### Texto da página
----

A Saraiva, maior rede de livrarias do país, negocia com credores um plano de recuperação extrajudicial. As negociações começaram no início da semana passada e o plano deve avançar se houver adesão. Nos últimos dias, pelos menos duas editoras e uma empresa do setor imobiliário foram informadas oficialmente do plano.
Segundo o Valor apurou, a Saraiva propôs a duas editoras de livros de grande porte um deságio de 45% no valor da dívida e prazo de pagamento de 10 anos. Para um locatário, foi oferecido deságio de 40% na dívida, sem incluir juros e multas. Procurada pela reportagem, a Saraiva informa que “as negociações são sigilosas”.
A empresa busca a adesão de fornecedores – são cerca de 500 com dívida em aberto – para aprovar o plano. Segundo a Lei de Falências, para homologar um plano de recuperação extrajudicial, a empresa precisa de apoio de mais de 60% dos créditos em aberto.

----

### Tarefas a realizar
**A.** Diga se cada afirmação a seguir está de acordo com o texto sobre a Saraiva, respondendo sim ou não e citando entre aspas o trecho do texto que decide a questão.
(i) A Saraiva propôs a duas editoras de grande porte um prazo de pagamento de 10 anos.
(ii) O deságio oferecido ao locatário incluía juros e multas.
(iii) Para homologar o plano, basta o apoio de metade dos créditos em aberto.
**B.** Escreva a continuação do texto sobre a Saraiva a partir da última frase apresentada.

### Entradas fornecidas
----

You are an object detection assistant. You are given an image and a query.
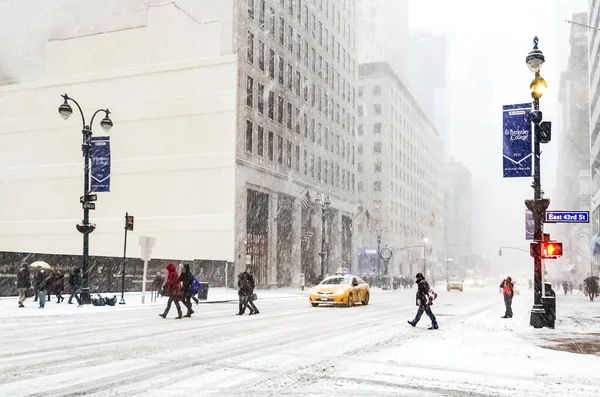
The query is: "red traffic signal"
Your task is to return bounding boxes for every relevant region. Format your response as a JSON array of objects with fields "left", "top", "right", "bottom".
[
  {"left": 125, "top": 215, "right": 133, "bottom": 231},
  {"left": 542, "top": 241, "right": 562, "bottom": 259}
]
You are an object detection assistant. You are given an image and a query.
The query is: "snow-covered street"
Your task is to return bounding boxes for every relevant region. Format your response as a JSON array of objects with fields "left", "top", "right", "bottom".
[{"left": 0, "top": 288, "right": 600, "bottom": 397}]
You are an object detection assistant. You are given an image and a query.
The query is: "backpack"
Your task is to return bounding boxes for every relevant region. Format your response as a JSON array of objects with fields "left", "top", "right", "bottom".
[{"left": 190, "top": 276, "right": 200, "bottom": 294}]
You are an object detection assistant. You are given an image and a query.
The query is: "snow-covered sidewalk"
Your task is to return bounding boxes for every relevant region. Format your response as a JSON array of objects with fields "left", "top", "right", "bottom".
[
  {"left": 318, "top": 295, "right": 600, "bottom": 397},
  {"left": 0, "top": 288, "right": 308, "bottom": 318}
]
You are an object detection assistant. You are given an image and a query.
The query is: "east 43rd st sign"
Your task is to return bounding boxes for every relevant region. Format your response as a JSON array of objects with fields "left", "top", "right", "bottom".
[{"left": 546, "top": 211, "right": 590, "bottom": 223}]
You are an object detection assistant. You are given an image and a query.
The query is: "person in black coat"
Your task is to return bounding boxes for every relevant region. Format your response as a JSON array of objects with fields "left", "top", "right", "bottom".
[
  {"left": 17, "top": 262, "right": 31, "bottom": 307},
  {"left": 179, "top": 263, "right": 194, "bottom": 317},
  {"left": 408, "top": 273, "right": 438, "bottom": 329},
  {"left": 67, "top": 267, "right": 81, "bottom": 305}
]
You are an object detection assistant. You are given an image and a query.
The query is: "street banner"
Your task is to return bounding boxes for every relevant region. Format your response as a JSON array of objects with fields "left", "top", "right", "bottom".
[
  {"left": 525, "top": 210, "right": 533, "bottom": 241},
  {"left": 502, "top": 103, "right": 533, "bottom": 178},
  {"left": 90, "top": 136, "right": 110, "bottom": 193}
]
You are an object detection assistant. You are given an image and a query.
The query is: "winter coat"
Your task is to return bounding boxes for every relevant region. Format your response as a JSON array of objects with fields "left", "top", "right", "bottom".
[
  {"left": 238, "top": 272, "right": 254, "bottom": 296},
  {"left": 415, "top": 278, "right": 431, "bottom": 306},
  {"left": 500, "top": 278, "right": 515, "bottom": 296},
  {"left": 51, "top": 273, "right": 65, "bottom": 295},
  {"left": 69, "top": 272, "right": 81, "bottom": 291},
  {"left": 179, "top": 265, "right": 194, "bottom": 297},
  {"left": 17, "top": 267, "right": 31, "bottom": 288},
  {"left": 163, "top": 263, "right": 181, "bottom": 299}
]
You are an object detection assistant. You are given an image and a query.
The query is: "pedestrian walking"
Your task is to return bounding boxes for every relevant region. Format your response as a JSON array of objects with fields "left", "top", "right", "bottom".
[
  {"left": 51, "top": 270, "right": 65, "bottom": 303},
  {"left": 179, "top": 263, "right": 194, "bottom": 317},
  {"left": 17, "top": 262, "right": 31, "bottom": 307},
  {"left": 67, "top": 267, "right": 81, "bottom": 306},
  {"left": 38, "top": 269, "right": 52, "bottom": 309},
  {"left": 408, "top": 273, "right": 439, "bottom": 330},
  {"left": 159, "top": 263, "right": 183, "bottom": 319},
  {"left": 500, "top": 277, "right": 515, "bottom": 318}
]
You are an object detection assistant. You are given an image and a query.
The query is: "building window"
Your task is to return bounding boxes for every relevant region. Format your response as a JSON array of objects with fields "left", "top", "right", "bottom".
[
  {"left": 277, "top": 135, "right": 283, "bottom": 165},
  {"left": 246, "top": 32, "right": 254, "bottom": 63},
  {"left": 246, "top": 76, "right": 254, "bottom": 108},
  {"left": 258, "top": 40, "right": 265, "bottom": 72},
  {"left": 258, "top": 0, "right": 265, "bottom": 29},
  {"left": 268, "top": 91, "right": 275, "bottom": 120},
  {"left": 269, "top": 8, "right": 275, "bottom": 37},
  {"left": 267, "top": 131, "right": 274, "bottom": 161},
  {"left": 248, "top": 0, "right": 254, "bottom": 19},
  {"left": 277, "top": 95, "right": 283, "bottom": 124},
  {"left": 287, "top": 63, "right": 294, "bottom": 91},
  {"left": 257, "top": 83, "right": 265, "bottom": 114},
  {"left": 277, "top": 55, "right": 285, "bottom": 85},
  {"left": 246, "top": 120, "right": 253, "bottom": 153},
  {"left": 256, "top": 125, "right": 265, "bottom": 157},
  {"left": 269, "top": 50, "right": 275, "bottom": 79},
  {"left": 285, "top": 102, "right": 293, "bottom": 130},
  {"left": 279, "top": 17, "right": 285, "bottom": 47},
  {"left": 302, "top": 149, "right": 308, "bottom": 175}
]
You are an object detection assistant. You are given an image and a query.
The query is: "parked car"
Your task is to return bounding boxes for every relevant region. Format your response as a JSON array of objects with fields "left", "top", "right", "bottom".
[
  {"left": 308, "top": 274, "right": 370, "bottom": 307},
  {"left": 446, "top": 278, "right": 464, "bottom": 292},
  {"left": 473, "top": 277, "right": 485, "bottom": 288}
]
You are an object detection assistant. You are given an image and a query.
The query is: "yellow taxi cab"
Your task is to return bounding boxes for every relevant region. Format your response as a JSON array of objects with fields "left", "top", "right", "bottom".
[{"left": 309, "top": 274, "right": 371, "bottom": 307}]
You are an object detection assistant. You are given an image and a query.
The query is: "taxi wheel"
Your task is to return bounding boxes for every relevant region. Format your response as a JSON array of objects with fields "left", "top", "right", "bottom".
[{"left": 348, "top": 294, "right": 354, "bottom": 307}]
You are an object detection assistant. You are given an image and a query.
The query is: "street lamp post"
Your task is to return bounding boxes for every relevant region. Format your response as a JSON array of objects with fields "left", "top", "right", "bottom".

----

### Em resposta
**A.**
(i) Sim: “a Saraiva propôs a duas editoras de livros de grande porte um deságio de 45% no valor da dívida e prazo de pagamento de 10 anos”.
(ii) Não: “foi oferecido deságio de 40% na dívida, sem incluir juros e multas”.
(iii) Não: “a empresa precisa de apoio de mais de 60% dos créditos em aberto”.

**B.**
A Saraiva tem cerca de R$ 100 milhões em dívidas atrasadas. A dívida total é de R$ 420 milhões. Há outros R$ 120 milhões em linhas de crédito com bancos que não estariam vencidas. A empresa tem operações com BNDES, Banco do Brasil (BB) e Itaú.
Em julho, uma reestruturação da dívida com instituições financeiras permitiu a liberação de recebíveis de R$ 20 milhões junto ao Itaú. Outros R$ 20 milhões foram liberados no BB por meio da alteração do tipo de garantia.
As negociações com as editoras de livros têm sido difíceis, em parte porque a Livraria Cultura pediu recuperação judicial há dez dias. Isso aumenta a pressão sobre os fornecedores, que criticam a proposta da Saraiva. O principal empecilho, diz uma editora, é o prazo de 10 anos de pagamento, considerado longo. O desconto de também 45% pesa.
Ainda há outras questões sobre a mesa. “Entre as condições do plano está a possibilidade de trocar parte da dívida por debêntures, que podem ser convertidas em ações da empresa”, diz uma fonte que acompanha as negociações. “Não vejo hoje espaço para aceitar ações deles, mesmo considerando a expectativa de recuperação da empresa”, acrescenta a fonte.
Apesar das críticas, há espaço para acordo. As editoras podem, por exemplo, pedir, em bloco, melhora das condições postas pela Saraiva, observa uma fonte.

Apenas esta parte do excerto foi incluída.